**INSTRUCTIONS FOR THE TASK:** Write out each of the rows below verbatim, leaving every character unchanged.

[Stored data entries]
--------

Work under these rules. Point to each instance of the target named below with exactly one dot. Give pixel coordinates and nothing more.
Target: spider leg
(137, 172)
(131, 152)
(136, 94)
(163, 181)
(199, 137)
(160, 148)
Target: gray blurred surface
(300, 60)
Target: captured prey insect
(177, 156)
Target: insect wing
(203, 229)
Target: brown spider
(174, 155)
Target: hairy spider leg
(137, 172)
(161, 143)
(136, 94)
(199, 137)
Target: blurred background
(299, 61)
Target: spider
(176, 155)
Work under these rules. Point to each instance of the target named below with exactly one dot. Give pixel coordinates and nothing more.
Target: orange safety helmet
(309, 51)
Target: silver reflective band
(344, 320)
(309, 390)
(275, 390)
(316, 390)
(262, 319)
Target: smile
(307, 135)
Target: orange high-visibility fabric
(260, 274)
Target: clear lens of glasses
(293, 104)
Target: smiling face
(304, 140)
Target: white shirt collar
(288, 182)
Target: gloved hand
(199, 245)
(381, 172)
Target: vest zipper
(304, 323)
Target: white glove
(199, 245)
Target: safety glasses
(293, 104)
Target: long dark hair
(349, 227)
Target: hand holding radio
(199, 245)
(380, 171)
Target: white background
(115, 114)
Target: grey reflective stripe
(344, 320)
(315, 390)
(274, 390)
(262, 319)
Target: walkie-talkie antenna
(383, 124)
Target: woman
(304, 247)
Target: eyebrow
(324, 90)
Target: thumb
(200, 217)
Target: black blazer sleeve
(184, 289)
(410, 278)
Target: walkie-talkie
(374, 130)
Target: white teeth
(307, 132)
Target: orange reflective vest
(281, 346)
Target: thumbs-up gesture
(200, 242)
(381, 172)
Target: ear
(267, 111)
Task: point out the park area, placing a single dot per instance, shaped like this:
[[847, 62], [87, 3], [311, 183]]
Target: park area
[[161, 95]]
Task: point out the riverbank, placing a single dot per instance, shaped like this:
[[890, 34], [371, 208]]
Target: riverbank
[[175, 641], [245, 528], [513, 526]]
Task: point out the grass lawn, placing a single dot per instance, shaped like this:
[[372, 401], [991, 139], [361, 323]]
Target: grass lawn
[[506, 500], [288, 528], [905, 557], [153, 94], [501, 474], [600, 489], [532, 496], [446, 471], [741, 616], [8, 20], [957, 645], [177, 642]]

--------

**PROBLEM SOLUTION:**
Work under these rules. Point to each instance of the target named below with exactly one dot. Give pixel coordinates and nothing more.
Target: spider leg
(137, 172)
(131, 152)
(136, 94)
(163, 181)
(199, 137)
(160, 148)
Target: gray blurred surface
(300, 60)
Target: captured prey insect
(177, 156)
Target: insect wing
(203, 229)
Target: brown spider
(174, 155)
Target: hairy spider leg
(137, 172)
(161, 143)
(136, 94)
(199, 137)
Target: blurred background
(299, 61)
Target: spider
(176, 155)
Work under these rules. Point to each instance of the target named below with exactly one dot. Give pixel coordinates and nothing more.
Target: orange safety helmet
(309, 51)
Target: silver reflective band
(344, 320)
(309, 390)
(275, 390)
(316, 390)
(262, 319)
Target: smile
(307, 135)
Target: orange high-visibility fabric
(260, 274)
Target: clear lens of glasses
(293, 104)
Target: smiling face
(304, 140)
Target: white shirt collar
(288, 182)
Target: gloved hand
(199, 245)
(381, 172)
Target: vest zipper
(304, 323)
Target: white glove
(199, 245)
Target: safety glasses
(293, 104)
Target: long dark hair
(349, 227)
Target: hand holding radio
(199, 245)
(380, 171)
Target: white background
(115, 114)
Target: grey reflective stripe
(344, 320)
(315, 390)
(274, 390)
(262, 319)
Target: walkie-talkie antenna
(383, 124)
Target: woman
(304, 247)
Target: eyebrow
(324, 90)
Target: thumb
(200, 217)
Target: black blazer sleeve
(184, 289)
(410, 278)
Target: walkie-talkie
(374, 130)
Target: white teeth
(307, 132)
Target: orange reflective vest
(281, 346)
Target: thumbs-up gesture
(200, 242)
(381, 172)
Target: ear
(267, 111)
Task: point out the park area, placing a single dot per instance, shaped like this:
[[847, 62], [87, 3], [311, 183]]
Target: park area
[[161, 95]]
Task: point out the riverbank, placing a single dot per instance, shaped like this:
[[890, 34], [371, 208]]
Target: riverbank
[[175, 641], [245, 528], [513, 526]]
Task: point out the grass lawn, placing a single dot per instance, shaped like this:
[[372, 401], [991, 139], [361, 323]]
Target: grass lawn
[[506, 500], [288, 528], [905, 557], [153, 94], [501, 474], [600, 489], [532, 496], [446, 471], [741, 616], [8, 20], [957, 645], [177, 642]]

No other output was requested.